Entries provided START

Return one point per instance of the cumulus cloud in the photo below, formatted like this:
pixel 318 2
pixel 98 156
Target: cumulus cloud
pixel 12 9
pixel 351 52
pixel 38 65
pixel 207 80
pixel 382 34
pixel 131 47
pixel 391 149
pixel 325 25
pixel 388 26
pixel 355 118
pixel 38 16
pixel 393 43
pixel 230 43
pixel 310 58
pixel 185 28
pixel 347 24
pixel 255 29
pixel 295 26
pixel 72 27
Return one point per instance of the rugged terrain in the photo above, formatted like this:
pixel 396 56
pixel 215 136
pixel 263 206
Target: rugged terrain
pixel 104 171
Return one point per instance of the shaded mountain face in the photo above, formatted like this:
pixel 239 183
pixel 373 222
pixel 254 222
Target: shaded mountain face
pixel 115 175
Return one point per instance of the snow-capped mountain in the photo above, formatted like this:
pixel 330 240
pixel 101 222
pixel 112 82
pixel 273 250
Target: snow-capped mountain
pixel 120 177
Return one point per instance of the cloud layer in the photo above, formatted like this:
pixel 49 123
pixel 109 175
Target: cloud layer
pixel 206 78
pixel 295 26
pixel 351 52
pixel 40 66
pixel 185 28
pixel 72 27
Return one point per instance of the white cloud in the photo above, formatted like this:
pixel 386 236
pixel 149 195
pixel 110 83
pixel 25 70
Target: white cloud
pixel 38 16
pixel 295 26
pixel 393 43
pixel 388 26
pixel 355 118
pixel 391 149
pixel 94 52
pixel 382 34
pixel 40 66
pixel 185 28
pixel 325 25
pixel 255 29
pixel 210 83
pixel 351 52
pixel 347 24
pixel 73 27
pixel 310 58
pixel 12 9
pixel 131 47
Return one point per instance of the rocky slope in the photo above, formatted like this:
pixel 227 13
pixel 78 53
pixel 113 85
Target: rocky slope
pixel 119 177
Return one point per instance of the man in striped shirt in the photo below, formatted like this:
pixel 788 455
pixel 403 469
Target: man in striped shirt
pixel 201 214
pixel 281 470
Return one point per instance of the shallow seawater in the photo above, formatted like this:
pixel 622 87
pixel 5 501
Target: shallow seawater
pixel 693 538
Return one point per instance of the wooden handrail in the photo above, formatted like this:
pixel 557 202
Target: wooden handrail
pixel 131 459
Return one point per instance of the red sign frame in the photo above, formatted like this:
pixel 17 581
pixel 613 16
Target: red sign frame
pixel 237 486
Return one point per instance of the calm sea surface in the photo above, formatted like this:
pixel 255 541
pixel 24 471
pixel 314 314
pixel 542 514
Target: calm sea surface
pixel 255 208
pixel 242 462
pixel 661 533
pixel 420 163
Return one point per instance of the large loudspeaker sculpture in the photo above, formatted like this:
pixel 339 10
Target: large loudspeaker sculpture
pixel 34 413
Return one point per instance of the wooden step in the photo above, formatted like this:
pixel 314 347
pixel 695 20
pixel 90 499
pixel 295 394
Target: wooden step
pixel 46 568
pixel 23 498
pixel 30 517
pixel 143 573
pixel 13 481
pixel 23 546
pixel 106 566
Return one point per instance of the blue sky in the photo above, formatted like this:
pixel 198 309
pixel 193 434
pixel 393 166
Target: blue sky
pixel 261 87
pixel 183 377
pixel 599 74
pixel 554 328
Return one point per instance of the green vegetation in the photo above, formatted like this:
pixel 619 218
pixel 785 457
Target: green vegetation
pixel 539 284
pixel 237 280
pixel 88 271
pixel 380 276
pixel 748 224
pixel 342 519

Entries provided END

Work required:
In full and without changes, repeat the listing.

Solution to this problem:
Return one point per instance of the cumulus cloud in the photo below, formatted like this:
pixel 318 2
pixel 98 156
Target: cumulus cloud
pixel 12 9
pixel 351 52
pixel 38 65
pixel 207 80
pixel 382 34
pixel 131 47
pixel 391 149
pixel 325 25
pixel 388 26
pixel 355 118
pixel 38 16
pixel 393 43
pixel 230 43
pixel 310 58
pixel 185 28
pixel 347 24
pixel 255 29
pixel 295 26
pixel 72 27
Return one point per instance of the rugged terrain in the photo above, formatted like this:
pixel 396 56
pixel 215 136
pixel 263 206
Target: rugged terrain
pixel 104 171
Return one point per instance of the shaded mountain face in the photo above, formatted like this:
pixel 239 183
pixel 373 222
pixel 254 222
Target: shaded mountain face
pixel 115 175
Return one point per instance of the snow-capped mountain in the photo above, formatted like this:
pixel 330 240
pixel 101 222
pixel 112 82
pixel 273 250
Target: snow-capped mountain
pixel 120 177
Return one point per instance of the cloud layer in the photo above, formatted like this:
pixel 49 123
pixel 109 175
Target: cloud layer
pixel 206 78
pixel 295 26
pixel 351 52
pixel 40 66
pixel 185 28
pixel 72 27
Return one point per instance of the white cloud in the photo above, formatted like this:
pixel 386 236
pixel 149 195
pixel 110 83
pixel 25 70
Target: white cloud
pixel 38 16
pixel 295 26
pixel 393 43
pixel 388 26
pixel 355 118
pixel 391 149
pixel 94 52
pixel 382 34
pixel 40 66
pixel 185 28
pixel 325 25
pixel 255 29
pixel 210 83
pixel 351 52
pixel 347 24
pixel 73 27
pixel 310 58
pixel 12 9
pixel 131 47
Return one point per instance of the rocky slope in the photo above, formatted like this:
pixel 227 13
pixel 78 53
pixel 113 85
Target: rocky slope
pixel 119 177
Return one point per instance of the man in striped shirt in the photo below, formatted like this:
pixel 788 455
pixel 403 469
Target: man in striped shirt
pixel 201 214
pixel 281 470
Return one point per instance of the shallow seawater in the photo above, formatted like this:
pixel 622 87
pixel 5 501
Target: shallow seawater
pixel 693 538
Return one point per instance of the wooden handrail in the photo above, formatted like this:
pixel 557 202
Target: wooden handrail
pixel 131 459
Return one point per instance of the red sign frame in the photo above, formatted like this:
pixel 17 581
pixel 613 16
Target: red sign frame
pixel 237 486
Return one point per instance of the calm sea surface in the photo above, formatted like this:
pixel 255 541
pixel 24 471
pixel 314 314
pixel 542 514
Target: calm sea surface
pixel 255 208
pixel 242 462
pixel 661 533
pixel 420 163
Return one point per instance of the large loudspeaker sculpture in the photo above, formatted like this:
pixel 339 10
Target: large loudspeaker sculpture
pixel 34 413
Return one point per instance of the wooden step in the photo above, formatted like this:
pixel 314 347
pixel 695 20
pixel 90 499
pixel 295 394
Target: wooden step
pixel 46 568
pixel 23 498
pixel 30 517
pixel 143 573
pixel 13 481
pixel 23 546
pixel 106 566
Return one point per instance of the blue sky in the photo above, formatted like this:
pixel 198 309
pixel 193 434
pixel 393 166
Target: blue sky
pixel 261 87
pixel 183 377
pixel 599 74
pixel 554 328
Return one point per instance of the green vegetation in the photo above, formatted like this:
pixel 619 218
pixel 785 457
Target: green vegetation
pixel 539 284
pixel 237 280
pixel 88 271
pixel 380 276
pixel 748 224
pixel 342 519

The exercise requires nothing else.